GIVEN TASK: Find the line containing "In this exercise you will find the hazy white", then return it and every line after it through the end of the records, exactly. Leave out pictures.

Extracted data entries:

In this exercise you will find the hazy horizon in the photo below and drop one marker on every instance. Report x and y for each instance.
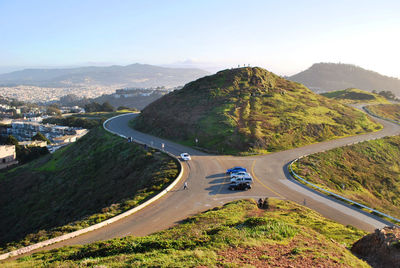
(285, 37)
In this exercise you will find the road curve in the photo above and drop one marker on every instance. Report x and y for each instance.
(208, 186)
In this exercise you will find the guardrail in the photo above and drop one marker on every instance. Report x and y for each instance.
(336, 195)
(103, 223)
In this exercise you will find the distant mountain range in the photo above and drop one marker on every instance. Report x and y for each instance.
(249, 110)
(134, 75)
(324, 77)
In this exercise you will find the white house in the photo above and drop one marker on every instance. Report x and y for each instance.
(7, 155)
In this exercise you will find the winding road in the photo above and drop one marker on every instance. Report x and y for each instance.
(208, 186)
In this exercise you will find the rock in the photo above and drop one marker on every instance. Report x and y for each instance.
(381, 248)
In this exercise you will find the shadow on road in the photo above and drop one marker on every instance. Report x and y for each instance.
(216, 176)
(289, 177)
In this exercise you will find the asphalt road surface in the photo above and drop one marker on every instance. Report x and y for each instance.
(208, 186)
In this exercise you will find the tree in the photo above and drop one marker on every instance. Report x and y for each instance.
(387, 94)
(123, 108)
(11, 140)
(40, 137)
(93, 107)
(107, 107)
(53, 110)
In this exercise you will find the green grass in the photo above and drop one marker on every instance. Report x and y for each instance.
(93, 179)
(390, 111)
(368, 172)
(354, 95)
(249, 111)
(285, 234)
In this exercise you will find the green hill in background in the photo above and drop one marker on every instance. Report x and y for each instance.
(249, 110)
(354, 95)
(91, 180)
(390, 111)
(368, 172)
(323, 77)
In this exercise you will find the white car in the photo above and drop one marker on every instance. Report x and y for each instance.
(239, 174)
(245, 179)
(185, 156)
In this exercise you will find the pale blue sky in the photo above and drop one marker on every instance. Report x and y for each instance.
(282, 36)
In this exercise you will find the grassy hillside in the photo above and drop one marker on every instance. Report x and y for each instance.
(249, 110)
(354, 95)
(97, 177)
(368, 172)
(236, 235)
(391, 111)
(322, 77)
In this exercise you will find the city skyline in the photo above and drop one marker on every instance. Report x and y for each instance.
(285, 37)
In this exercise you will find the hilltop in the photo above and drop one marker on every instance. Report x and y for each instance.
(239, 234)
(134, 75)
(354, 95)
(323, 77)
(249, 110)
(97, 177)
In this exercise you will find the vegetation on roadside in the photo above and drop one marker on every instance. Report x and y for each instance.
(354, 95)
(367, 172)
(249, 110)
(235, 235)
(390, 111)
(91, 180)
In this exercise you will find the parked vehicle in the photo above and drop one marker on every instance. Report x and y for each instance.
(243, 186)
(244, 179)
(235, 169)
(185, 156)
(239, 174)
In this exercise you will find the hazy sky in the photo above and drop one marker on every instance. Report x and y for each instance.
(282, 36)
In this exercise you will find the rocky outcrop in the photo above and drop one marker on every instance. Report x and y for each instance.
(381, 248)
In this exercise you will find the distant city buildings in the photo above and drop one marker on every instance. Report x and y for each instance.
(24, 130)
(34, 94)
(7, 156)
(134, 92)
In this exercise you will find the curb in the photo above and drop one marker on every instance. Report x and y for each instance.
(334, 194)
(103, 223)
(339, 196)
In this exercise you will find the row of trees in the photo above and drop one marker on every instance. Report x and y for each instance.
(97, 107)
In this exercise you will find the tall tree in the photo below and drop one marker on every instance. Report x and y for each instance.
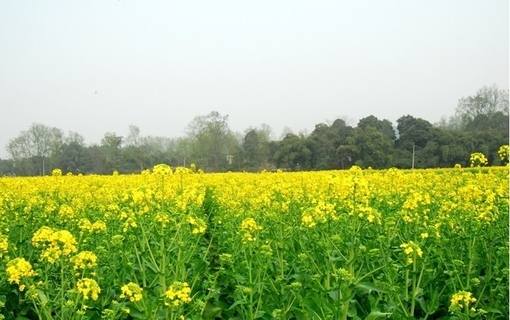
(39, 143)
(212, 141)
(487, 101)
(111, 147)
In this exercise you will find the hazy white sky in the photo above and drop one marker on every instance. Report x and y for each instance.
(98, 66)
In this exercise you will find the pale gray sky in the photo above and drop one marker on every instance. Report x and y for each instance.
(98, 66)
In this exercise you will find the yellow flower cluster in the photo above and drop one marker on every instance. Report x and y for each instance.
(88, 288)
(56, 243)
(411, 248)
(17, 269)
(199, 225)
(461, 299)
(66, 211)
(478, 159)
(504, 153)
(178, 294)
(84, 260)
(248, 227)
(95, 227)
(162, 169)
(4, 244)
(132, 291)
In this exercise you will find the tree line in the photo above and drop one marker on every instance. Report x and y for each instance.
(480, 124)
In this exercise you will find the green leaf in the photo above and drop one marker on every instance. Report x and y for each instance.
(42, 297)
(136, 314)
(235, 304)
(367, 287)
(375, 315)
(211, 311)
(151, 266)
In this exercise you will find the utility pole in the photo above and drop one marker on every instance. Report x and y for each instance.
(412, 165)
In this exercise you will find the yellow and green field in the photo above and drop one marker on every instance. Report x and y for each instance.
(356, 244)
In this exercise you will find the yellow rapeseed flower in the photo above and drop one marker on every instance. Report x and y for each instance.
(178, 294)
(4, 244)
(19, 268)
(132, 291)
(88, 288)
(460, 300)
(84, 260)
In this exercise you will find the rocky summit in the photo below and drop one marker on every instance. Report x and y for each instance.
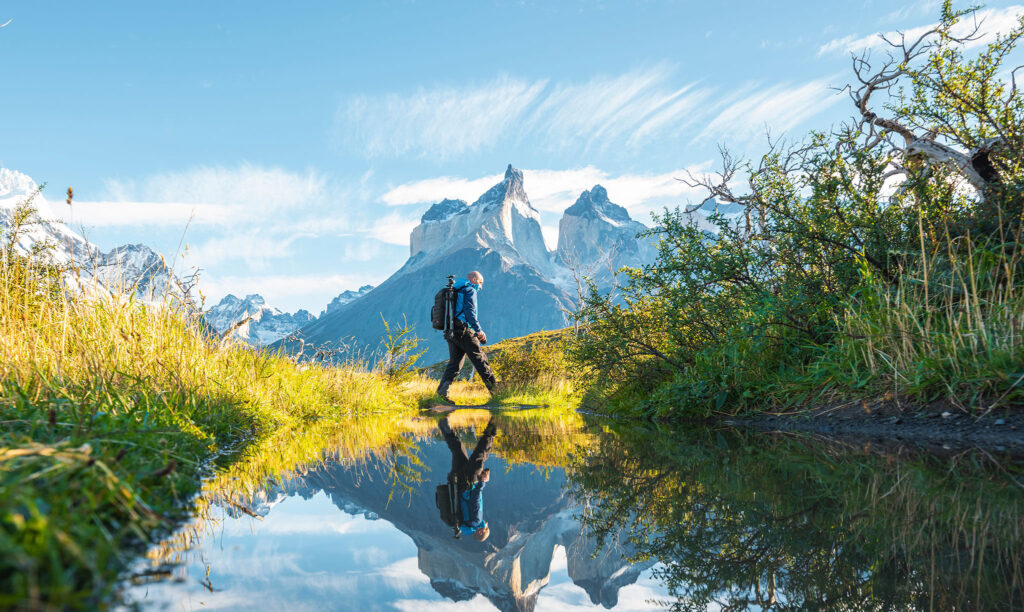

SOLVED PROBLEM:
In this exercise you will find the hazy white sky in the photo above and drop one marker on every instance. Report x and y for each instance.
(98, 66)
In this exercise you will find the pale gray sky in the photo above and drop one marker on every instance. Report x and y for each instance.
(98, 66)
In this exercise you will find the yellow flower cluster in the photo above and drop one marker on every instance. Report x and y for each instance.
(88, 288)
(56, 243)
(411, 248)
(17, 269)
(199, 225)
(461, 299)
(66, 211)
(478, 159)
(504, 153)
(178, 294)
(84, 260)
(248, 227)
(95, 227)
(162, 169)
(4, 244)
(132, 291)
In this exercise you will find the tree line in the photo above and drop one marker on every instance. Report x and y for each instance.
(480, 124)
In this exercise you will find the green leaf in the photo above and drop one marker on every instance. Report x and y for each instance.
(42, 297)
(136, 314)
(235, 304)
(367, 287)
(375, 315)
(211, 311)
(151, 266)
In this exercise you will find the utility pole in the photo above and drop one marker on every instance. Report x and y for each instance.
(412, 165)
In this exercise you will find the yellow and green field in the photo above and drop one marker on every instance. Report x and y for each instance.
(356, 244)
In this exercise you will find the yellow rapeseed flower in the photo above and drop one marker on every instance. Report x and y for each instance.
(178, 294)
(4, 244)
(19, 268)
(132, 291)
(88, 288)
(460, 300)
(84, 260)
In this exercise you will find the rocky summit in the photo below and drop one marker on every instance. Report x and y for each instance.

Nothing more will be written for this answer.